• **TEXTO DADO**:
Miembros de los Covirenas (Comités de vigilancia de los recursos naturales) de Osa. Fuente: Facebook

En 1996 el huracán César azotó el istmo centroamericano y el sur de México, pero su mayor impacto se produjo en Costa Rica, donde numerosos ríos de las cuencas del Pacífico Central y del Pacífico Sur se salieron de madre arrasando casas en varios pueblos y caseríos; se perdieron 34 vidas humanas, centenares de cabezas de ganado y miles de hectáreas de cultivos.

Tras el evento, las autoridades nacionales y locales formularon proyectos de prevención y mitigación de desastres en las zonas más afectadas; uno de ellos, financiado por la Agencia Española de Cooperación Internacional, se focalizaba en la cuenca del Río Savegre, desde sus nacientes en el macizo del Cerro de la Muerte, hasta su desembocadura en el Pacífico, algunos kilómetros al sureste de Puerto Quepos.

El proyecto se desarrolló entre 1998 y 2004. Ese año, cuando la etapa de ejecución llegaba a su fin, la AECID resolvió publicar una serie de crónicas sobre los proyectos que financiaba en distintos países de Latinoamérica en el marco del programa Araucaria XXI. El proyecto del Río Savegre era uno de ellos.

Jesús Oyamburu había sido director del Centro Cultural de España en Costa Rica en los años 90 y en esa condición nos conocimos y tratamos; luego, él pasó al área de cooperación técnica y en ese momento era el coordinador general del proyecto del Río Savegre y, por tanto, el responsable de contratar a quienes debían realizar la crónica solicitada desde Madrid. Me telefoneó para preguntarme si me interesaría realizar el trabajo y acepté. Como fotógrafa, Jesús contrató a Roxana Nagygeller, vieja amiga con quien me unía la complicidad de inconfesables travesuras juveniles.

La principal fuente de información para realizar nuestro trabajo sería una caminata de varios días en la que recorreríamos gran parte de la cuenca del Savegre. La travesía iniciaría en el pequeño pueblo de Providencia de Dota, a 2000 metros sobre el nivel del mar, seguiríamos el curso del río en su descenso de las montañas hasta los pequeños caseríos de la cuenca media, para alcanzar después las tierras llanas donde hoy proliferan plantaciones de palma aceitera y concluir en la desembocadura misma del río. Además de Jesús, nos acompañarían como baqueanos los hermanos Santiago y Rafael Parra, nativos de la zona que habían hecho ese recorrido otras veces con pequeños grupos de turistas.

Para Jesús, para Roxana y para mí, que ni de lejos estábamos habituados a caminatas tan exigentes como aquella, la experiencia nos llevó al límite de las fuerzas. Durante cuatro días recorrimos esos remotos parajes, incluyendo algunos de los últimos “terrenos nacionales” que todavía existían en el país y que poco después pasarían a formar parte del nuevo Parque Nacional Los Quetzales.

• **INSTRUCCIONES**:
**1)** Transcribe del texto sobre el río Savegre el pasaje que empieza con las palabras que contienen "Jesús Oyamburu había" y termina con "inconfesables travesuras juveniles.".
**2)** Según el texto sobre el río Savegre, ¿en qué pueblo iniciaría la caminata por la cuenca?

• **DATOS GUARDADOS**:

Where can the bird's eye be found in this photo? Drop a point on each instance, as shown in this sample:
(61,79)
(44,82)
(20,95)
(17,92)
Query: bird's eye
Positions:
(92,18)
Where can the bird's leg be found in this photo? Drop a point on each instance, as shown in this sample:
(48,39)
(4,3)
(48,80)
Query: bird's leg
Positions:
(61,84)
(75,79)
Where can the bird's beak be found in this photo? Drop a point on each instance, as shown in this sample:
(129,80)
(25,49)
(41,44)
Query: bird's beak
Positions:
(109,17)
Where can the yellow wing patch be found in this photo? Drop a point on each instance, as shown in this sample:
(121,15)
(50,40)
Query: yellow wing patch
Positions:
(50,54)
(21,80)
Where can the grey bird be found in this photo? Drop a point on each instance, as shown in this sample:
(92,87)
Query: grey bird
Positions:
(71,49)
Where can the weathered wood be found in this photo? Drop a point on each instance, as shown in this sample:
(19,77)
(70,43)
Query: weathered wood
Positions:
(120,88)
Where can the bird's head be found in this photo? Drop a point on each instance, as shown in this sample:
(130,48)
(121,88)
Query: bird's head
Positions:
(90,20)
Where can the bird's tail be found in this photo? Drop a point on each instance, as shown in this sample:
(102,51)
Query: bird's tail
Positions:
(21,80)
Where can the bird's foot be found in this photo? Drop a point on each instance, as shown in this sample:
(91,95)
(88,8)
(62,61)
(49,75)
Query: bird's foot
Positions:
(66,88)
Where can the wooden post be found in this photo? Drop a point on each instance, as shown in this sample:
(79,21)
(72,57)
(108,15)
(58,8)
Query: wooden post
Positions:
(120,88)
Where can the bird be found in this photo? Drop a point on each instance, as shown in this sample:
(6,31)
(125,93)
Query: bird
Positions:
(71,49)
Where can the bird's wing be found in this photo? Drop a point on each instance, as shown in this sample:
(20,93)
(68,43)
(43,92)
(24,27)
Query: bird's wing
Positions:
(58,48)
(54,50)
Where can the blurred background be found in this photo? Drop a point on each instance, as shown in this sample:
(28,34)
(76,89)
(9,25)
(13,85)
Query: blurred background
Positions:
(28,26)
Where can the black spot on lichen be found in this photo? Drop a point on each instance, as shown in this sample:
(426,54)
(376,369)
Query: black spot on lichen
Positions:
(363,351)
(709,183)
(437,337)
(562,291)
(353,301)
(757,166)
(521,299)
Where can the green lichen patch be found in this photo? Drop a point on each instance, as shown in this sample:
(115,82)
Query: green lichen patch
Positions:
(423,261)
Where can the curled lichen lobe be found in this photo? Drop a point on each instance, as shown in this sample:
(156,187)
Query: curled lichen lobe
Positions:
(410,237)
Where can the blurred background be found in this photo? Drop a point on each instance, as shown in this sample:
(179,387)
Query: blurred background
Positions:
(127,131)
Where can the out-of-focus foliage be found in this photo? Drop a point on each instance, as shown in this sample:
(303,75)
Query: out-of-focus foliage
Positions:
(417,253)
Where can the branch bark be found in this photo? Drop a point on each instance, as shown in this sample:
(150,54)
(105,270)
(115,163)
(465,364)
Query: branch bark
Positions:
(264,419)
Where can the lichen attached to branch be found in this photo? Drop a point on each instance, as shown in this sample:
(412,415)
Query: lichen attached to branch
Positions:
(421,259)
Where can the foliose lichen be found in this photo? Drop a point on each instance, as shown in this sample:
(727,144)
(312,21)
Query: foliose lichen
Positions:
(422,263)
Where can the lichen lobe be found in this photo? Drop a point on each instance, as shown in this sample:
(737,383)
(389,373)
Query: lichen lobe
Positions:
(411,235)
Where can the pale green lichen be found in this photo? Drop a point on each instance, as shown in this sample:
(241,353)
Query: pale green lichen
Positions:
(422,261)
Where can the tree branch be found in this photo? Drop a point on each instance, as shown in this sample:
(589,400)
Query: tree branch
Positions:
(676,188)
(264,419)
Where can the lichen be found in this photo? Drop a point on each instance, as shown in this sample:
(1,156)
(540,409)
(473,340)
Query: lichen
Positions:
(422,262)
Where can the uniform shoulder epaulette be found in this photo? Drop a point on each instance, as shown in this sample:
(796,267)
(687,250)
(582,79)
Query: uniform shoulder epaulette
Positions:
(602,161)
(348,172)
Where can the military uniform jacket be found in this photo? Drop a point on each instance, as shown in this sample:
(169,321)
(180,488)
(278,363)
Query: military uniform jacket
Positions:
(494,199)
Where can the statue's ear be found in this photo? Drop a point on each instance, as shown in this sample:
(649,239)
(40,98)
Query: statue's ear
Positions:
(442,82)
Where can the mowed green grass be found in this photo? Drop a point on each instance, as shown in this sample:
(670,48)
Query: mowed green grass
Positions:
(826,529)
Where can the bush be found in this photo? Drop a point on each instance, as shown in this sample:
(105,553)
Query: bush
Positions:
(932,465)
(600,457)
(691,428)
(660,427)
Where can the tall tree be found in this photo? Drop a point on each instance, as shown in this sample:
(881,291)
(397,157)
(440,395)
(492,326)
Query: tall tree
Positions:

• **SOLUCIONES EN ORDEN**:
**1)**
Jesús Oyamburu había sido director del Centro Cultural de España en Costa Rica en los años 90 y en esa condición nos conocimos y tratamos; luego, él pasó al área de cooperación técnica y en ese momento era el coordinador general del proyecto del Río Savegre y, por tanto, el responsable de contratar a quienes debían realizar la crónica solicitada desde Madrid. Me telefoneó para preguntarme si me interesaría realizar el trabajo y acepté. Como fotógrafa, Jesús contrató a Roxana Nagygeller, vieja amiga con quien me unía la complicidad de inconfesables travesuras juveniles.

**2)** En Providencia de Dota.